# [Document excerpt]
Islets in the Azores, Portugal

The Madalena Islets (Ilhéus da Madalena) are two uninhabited islets located in the Faial-Pico Channel about 0.5 nmi away from Madalena harbor, off the coast of the island of Pico in the Portuguese archipelago of the Azores. The islets are also visible from Horta, Faial, and from the ferries which travel regularly between Horta and Madalena. Locally, the shorter of the two islets is known as Ilhéu Deitado ("Lying Down" Islet), while the taller islet is known as Ilhéu em Pé ("Standing Up" Islet).

==Geography==
The Madalena Islets are the exposed remains of a submarine volcano which have been eroded by the sea and seismic activity over the ages. The space between the two islets is the old volcanic crater formed of tuff rock and is approximately 20 m deep. The rocks are composed mainly of compacted palagonite tuff. Surrounding waters include sandy clearings and areas of small sea-eroded rocks called calhau rolado ("rolled pebbles") in Portuguese.

Ilhéu Deitado is approximately 52 m in height and Ilhéu em Pé is approximately 59 m tall.

===Biome===
Terrestrial plants present on the islets include endemic Azorean flowering plants such as Spergularia azorica and vidália (Azorina vidalii). Aquatic plants growing in the waters around the islets include the brown alga Sphacelaria plumula, and the red algae Lithophyllum incrustans and Pterocladiophila capilacea.

Various marine birds shelter on the islets, including common tern, Cory's shearwater, Eurasian whimbrel, grey heron, Kentish plover, roseate tern, ruddy turnstone, and sanderling. The waters surrounding the islets are home to common bottlenose dolphins, Atlantic bonito, groupers, and needlefish.

Since June 1995 the Madalena Islets have been recognized as a protected Natura 2000 site by the European Environment Agency under the Habitats Directive. There are ongoing efforts to formally protect the islets locally as one of the protected areas of the Azores, thus far unsuccessful.

Experienced scuba divers may visit the islets, particularly the small bay between them. Divers should exercise immense caution leaving this protected bay due to the strong currents in the Faial-Pico Channel, and so as to avoid the ferries and other vessels plying the channel.

# [Exercise instructions]
Summarize the text above on the Madalena Islets in two sentences.

# [Provided material]
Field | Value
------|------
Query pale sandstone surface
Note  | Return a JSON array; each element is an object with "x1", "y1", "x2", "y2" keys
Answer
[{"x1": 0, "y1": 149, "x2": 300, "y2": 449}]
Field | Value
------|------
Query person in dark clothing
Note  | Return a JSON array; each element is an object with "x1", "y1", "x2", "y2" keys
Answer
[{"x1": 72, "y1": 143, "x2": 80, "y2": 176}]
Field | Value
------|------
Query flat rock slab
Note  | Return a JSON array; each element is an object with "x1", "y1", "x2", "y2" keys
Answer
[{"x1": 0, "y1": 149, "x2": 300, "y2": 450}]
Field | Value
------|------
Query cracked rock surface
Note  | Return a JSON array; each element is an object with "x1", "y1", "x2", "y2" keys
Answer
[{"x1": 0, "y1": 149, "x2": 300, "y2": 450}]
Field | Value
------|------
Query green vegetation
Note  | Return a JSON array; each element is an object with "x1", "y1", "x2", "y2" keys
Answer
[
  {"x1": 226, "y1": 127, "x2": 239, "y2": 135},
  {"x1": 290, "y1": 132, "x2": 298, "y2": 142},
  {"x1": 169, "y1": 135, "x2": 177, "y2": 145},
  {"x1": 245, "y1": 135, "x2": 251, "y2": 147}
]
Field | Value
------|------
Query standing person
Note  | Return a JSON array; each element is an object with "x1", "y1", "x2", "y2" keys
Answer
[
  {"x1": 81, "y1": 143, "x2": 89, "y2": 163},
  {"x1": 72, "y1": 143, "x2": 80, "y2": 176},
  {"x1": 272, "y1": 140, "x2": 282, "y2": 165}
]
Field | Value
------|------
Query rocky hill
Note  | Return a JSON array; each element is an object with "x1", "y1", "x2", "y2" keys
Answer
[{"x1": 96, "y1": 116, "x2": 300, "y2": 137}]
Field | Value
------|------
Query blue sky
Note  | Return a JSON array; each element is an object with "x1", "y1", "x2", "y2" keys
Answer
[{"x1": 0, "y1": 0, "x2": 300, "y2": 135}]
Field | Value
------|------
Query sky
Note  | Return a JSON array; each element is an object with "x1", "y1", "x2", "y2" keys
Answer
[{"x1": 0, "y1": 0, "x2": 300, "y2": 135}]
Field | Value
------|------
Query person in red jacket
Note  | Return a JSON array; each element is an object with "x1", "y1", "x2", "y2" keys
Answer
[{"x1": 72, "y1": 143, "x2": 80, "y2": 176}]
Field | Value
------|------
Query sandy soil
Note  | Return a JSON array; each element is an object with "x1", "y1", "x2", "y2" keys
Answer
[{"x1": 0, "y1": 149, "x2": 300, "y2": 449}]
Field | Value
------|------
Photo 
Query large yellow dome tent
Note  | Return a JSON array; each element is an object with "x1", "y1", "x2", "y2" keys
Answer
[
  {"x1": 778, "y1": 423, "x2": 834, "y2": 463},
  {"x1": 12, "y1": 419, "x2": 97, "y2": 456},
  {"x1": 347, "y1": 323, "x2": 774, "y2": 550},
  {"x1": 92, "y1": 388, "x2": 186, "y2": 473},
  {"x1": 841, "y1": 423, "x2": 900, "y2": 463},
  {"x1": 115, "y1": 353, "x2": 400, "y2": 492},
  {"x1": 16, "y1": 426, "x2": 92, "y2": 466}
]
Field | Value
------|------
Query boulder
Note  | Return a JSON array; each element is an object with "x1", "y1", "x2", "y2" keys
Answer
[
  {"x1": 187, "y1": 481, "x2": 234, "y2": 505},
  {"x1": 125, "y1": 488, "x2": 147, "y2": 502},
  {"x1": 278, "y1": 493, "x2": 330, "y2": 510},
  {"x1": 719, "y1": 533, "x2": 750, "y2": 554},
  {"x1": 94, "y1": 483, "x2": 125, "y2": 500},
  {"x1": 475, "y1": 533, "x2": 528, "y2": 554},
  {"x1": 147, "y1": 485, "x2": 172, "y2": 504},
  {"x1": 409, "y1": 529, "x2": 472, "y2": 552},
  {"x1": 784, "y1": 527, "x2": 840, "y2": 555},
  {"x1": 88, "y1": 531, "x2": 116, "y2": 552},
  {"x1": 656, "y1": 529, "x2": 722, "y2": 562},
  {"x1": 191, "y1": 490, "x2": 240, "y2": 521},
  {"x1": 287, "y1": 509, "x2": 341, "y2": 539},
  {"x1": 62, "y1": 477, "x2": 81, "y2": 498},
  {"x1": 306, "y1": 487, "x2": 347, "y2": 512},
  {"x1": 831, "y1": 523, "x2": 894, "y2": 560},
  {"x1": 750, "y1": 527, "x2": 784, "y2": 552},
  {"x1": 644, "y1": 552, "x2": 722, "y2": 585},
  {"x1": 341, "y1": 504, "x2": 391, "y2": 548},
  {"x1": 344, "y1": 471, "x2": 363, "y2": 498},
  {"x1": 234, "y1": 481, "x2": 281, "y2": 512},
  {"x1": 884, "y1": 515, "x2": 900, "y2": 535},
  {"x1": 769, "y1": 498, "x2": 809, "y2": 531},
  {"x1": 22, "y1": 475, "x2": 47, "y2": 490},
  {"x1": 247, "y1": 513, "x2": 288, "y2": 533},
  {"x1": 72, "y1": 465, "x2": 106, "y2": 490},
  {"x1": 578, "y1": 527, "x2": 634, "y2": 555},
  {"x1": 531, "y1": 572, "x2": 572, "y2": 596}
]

# [Finished exercise]
The Madalena Islets are two uninhabited islets in the Faial-Pico Channel off the island of Pico in the Azores, and they are the eroded remains of a submarine volcano whose old crater lies between them. Endemic plants, algae, sea birds and marine animals live on and around the islets, which have been a Natura 2000 site since June 1995, although efforts to protect them formally as one of the protected areas of the Azores have so far been unsuccessful.